## YOUR TASK
Please format everything from the start of the listing down through the line containing "box: [232, 103, 287, 135]" as a JSON list of strings, one string per line, skipping blank lines.

Collected data:

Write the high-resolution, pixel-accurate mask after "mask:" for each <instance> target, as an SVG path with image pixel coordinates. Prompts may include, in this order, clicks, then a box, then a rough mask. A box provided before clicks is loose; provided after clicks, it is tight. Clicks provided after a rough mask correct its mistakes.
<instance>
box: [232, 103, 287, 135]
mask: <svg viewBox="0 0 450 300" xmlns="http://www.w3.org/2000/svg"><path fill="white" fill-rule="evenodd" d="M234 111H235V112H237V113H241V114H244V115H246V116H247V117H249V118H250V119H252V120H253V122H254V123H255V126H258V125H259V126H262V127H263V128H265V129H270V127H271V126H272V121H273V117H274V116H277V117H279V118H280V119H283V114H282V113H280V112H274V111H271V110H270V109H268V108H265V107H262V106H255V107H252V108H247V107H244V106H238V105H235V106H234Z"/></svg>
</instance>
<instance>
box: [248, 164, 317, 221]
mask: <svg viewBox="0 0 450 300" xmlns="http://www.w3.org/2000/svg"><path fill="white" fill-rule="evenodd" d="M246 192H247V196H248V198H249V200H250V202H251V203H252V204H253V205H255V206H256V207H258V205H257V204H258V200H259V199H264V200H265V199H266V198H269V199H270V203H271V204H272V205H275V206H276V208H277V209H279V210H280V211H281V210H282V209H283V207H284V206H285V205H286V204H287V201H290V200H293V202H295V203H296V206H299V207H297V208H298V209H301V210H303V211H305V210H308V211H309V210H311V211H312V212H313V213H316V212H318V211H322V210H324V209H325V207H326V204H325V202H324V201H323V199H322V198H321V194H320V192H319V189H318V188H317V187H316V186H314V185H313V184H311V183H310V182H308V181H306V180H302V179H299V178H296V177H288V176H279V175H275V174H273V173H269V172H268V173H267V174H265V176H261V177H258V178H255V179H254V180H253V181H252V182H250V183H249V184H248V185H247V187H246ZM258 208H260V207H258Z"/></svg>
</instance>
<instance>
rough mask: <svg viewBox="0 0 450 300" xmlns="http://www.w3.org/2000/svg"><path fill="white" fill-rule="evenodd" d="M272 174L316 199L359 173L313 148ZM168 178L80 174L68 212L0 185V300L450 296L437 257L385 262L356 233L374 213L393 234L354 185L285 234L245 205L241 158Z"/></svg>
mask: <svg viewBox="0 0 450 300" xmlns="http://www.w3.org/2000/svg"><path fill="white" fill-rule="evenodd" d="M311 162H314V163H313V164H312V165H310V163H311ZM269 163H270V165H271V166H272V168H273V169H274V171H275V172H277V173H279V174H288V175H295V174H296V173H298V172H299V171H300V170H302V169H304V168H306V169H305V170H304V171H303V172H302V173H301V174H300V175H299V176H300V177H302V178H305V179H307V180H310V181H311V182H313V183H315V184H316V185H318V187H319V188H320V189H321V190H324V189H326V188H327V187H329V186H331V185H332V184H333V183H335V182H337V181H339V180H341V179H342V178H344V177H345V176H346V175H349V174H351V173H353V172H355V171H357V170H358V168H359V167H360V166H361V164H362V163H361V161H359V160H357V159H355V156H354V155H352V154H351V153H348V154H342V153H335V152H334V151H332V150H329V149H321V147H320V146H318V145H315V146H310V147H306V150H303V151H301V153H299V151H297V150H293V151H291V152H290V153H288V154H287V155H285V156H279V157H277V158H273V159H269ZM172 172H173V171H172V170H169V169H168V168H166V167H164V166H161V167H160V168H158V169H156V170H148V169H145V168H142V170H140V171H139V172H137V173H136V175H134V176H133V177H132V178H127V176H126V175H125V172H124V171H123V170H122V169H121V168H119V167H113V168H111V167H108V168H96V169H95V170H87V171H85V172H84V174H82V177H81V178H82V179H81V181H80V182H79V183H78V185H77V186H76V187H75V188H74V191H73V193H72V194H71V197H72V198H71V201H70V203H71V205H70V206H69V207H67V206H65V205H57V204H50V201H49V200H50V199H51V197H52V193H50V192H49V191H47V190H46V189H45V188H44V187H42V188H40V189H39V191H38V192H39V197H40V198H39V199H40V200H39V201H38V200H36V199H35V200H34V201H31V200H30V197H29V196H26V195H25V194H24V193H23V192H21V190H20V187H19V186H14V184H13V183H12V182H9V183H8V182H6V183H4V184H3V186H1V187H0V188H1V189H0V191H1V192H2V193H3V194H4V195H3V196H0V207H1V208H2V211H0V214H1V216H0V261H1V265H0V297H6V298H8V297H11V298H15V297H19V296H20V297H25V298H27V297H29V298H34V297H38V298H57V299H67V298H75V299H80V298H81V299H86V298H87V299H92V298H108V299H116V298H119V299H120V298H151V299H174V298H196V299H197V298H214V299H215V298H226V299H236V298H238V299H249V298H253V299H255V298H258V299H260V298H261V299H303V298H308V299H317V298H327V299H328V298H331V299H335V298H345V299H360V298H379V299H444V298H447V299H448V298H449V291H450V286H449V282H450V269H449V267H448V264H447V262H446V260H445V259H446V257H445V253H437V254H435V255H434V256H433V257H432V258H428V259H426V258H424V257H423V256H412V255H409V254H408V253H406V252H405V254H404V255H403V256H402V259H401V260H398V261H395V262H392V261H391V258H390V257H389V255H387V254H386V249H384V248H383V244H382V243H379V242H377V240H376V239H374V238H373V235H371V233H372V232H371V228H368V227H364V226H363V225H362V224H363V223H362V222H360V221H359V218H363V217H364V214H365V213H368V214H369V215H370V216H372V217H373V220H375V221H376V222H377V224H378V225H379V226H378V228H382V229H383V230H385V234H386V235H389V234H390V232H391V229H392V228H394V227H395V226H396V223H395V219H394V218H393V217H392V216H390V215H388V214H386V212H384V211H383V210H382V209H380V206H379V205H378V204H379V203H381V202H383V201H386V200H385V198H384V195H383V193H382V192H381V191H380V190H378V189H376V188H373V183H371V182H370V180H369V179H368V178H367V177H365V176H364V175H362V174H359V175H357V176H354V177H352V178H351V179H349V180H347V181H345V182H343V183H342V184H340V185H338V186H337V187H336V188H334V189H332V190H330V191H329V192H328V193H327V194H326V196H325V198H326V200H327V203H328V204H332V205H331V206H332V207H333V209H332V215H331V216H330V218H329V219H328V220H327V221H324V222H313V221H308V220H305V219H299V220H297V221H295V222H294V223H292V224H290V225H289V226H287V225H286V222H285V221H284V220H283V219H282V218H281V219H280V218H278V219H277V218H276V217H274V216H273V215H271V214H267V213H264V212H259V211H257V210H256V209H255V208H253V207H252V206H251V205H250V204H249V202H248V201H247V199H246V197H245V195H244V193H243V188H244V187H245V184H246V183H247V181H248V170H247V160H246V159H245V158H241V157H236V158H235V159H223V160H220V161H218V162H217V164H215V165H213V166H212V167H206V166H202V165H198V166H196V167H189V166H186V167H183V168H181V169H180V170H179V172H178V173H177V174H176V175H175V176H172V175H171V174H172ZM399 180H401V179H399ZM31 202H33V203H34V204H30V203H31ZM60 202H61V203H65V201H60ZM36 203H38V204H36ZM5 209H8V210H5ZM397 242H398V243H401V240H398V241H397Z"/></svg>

## WRITTEN RESPONSE
[
  "Write the high-resolution, pixel-accurate mask after \"mask:\" for each <instance> target, as an SVG path with image pixel coordinates. Prompts may include, in this order, clicks, then a box, then a rough mask. A box provided before clicks is loose; provided after clicks, it is tight. Clicks provided after a rough mask correct its mistakes.",
  "<instance>",
  "box: [232, 103, 287, 135]"
]